◆ EXTRACTED MATERIAL:
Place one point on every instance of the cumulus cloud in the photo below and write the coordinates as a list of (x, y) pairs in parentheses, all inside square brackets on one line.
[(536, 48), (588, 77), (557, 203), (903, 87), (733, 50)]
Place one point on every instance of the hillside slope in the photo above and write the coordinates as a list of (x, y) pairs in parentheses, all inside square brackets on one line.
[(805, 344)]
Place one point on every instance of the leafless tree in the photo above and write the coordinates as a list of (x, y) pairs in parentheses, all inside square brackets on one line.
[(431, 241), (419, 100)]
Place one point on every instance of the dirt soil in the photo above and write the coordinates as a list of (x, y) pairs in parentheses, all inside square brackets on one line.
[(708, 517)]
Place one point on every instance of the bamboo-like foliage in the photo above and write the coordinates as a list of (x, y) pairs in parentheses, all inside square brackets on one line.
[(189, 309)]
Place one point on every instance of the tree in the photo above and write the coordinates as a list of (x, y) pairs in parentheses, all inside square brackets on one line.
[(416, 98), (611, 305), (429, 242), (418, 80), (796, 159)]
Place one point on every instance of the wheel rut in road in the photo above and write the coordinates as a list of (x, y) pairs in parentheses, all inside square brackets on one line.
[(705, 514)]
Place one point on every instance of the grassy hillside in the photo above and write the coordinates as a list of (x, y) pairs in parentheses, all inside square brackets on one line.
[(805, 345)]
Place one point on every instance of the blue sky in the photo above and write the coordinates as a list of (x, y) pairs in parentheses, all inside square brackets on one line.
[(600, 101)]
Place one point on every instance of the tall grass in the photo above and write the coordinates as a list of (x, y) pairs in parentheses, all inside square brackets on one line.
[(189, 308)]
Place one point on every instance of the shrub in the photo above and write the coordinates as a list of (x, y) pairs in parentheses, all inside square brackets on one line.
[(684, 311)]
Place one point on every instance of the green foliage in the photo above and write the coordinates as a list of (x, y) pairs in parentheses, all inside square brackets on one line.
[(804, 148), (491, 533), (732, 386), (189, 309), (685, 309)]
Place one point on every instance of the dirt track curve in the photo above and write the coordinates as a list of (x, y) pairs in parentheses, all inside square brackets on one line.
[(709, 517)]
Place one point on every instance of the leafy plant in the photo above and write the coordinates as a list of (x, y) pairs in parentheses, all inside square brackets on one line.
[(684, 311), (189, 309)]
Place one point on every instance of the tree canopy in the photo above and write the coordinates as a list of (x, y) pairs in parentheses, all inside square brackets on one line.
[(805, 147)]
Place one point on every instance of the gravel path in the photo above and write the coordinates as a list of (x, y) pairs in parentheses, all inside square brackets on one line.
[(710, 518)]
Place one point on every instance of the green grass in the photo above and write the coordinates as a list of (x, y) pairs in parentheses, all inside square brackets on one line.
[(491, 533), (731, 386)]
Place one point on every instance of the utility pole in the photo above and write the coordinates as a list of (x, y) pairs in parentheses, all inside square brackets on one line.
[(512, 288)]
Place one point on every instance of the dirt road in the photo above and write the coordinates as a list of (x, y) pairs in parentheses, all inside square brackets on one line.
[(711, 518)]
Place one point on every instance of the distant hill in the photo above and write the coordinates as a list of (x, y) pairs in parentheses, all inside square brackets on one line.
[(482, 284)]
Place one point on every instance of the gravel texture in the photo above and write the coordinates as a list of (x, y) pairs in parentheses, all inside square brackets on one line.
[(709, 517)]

◆ ACTIVITY:
Each line of the data must come back exactly as written.

◆ SOLUTION FOR THIS TASK:
Place one point on every instance of the cumulus cloud in the photo below and write the coordinates as a list of (x, y) pairs in parentheses, all inside square brackets on one line.
[(536, 48), (588, 77), (557, 203), (903, 87), (733, 50)]
Place one point on every instance of the hillside slope in the photo above and write the coordinates as a list of (x, y) pairs in parentheses, all inside square brackets on one line.
[(805, 344)]
Place one point on every instance of the leafless tree in the photo above and write the coordinates as a list of (x, y) pairs in parentheses, all inside square brackets on one line.
[(431, 241), (419, 100)]
Place one point on every instance of the dirt soil in the photo above and write the coordinates as a list of (x, y) pairs in parentheses, all inside square brackets on one line.
[(708, 517)]
Place one point on every instance of the bamboo-like foliage in the photo above and write the coordinates as a list of (x, y) pairs in parentheses, all inside square brackets on one line.
[(189, 309)]
Place one point on every instance of the tree in the photo above and write the coordinates as a list of (x, y) pairs in parentheses, all inside square brackets on one line.
[(416, 98), (611, 305), (429, 242), (418, 80), (796, 159)]
Place one point on every instance of the wheel rut in road in the photo above and write the coordinates as a list of (x, y) pairs in parentheses, all inside square brackets on one line.
[(705, 514)]
Place one point on every instance of the grassy hillside in the photo above and write the coordinates as a list of (x, y) pairs in parentheses, all inside square brackets on one line.
[(805, 345)]
Place one point on every instance of the blue sky in the photo above and write the coordinates as a list of (x, y) pairs in parentheses, all inside square brackets on one line.
[(600, 101)]
Place one point on every instance of the tall grass in the photo above and write the coordinates as a list of (x, y) pairs in parentheses, all inside square brackets on one line.
[(189, 308)]
Place one point on every instance of the shrub in the photo above and write the coordinates as a list of (x, y) pairs in parentheses, all inside square brackets on one line.
[(684, 311)]
Place one point on every instance of the green foliage in the photo above and write the coordinates as a list of (x, y) pairs in parentheses, all inside square brackets on one line.
[(804, 148), (491, 533), (732, 386), (189, 309), (685, 309)]
Place one point on every instance of the dirt track curve in the photo above and write the coordinates as a list of (x, y) pairs in parentheses, all inside square brackets on one line.
[(709, 517)]
Place one point on every instance of the leafy plant in the photo above and write the coordinates as a list of (x, y) pairs in parentheses, all inside square brackets on one line.
[(684, 311), (189, 309)]
Place one point on every instance of the tree canopy in the photo above and write the coordinates as a list of (x, y) pairs in parentheses, all inside square brackets on one line.
[(805, 147)]
Place one point on every instance of the gravel path in the photo above and write the coordinates as a list of (x, y) pairs in parentheses, all inside square brackets on one line.
[(710, 518)]
Place one point on every instance of the green grass in the photo above and write the coordinates as a list of (x, y) pairs in parentheses, all inside square brackets on one line.
[(491, 533), (731, 386)]
Place one point on every instance of the utility pole in the photo above and write the coordinates as a list of (x, y) pairs in parentheses, all inside square brackets on one line.
[(512, 288)]
Place one point on every instance of the dirt road in the photo above and write the coordinates as a list of (x, y) pairs in parentheses, all inside square brackets on one line.
[(711, 518)]
Place one point on every instance of the distant hill in the photo above and write the coordinates as a list of (x, y) pairs in parentheses, all inside square brackets on one line.
[(482, 284)]
Place one point on every instance of the gravel texture in the photo above and write the coordinates as a list of (x, y) pairs in parentheses, all inside square brackets on one line.
[(709, 517)]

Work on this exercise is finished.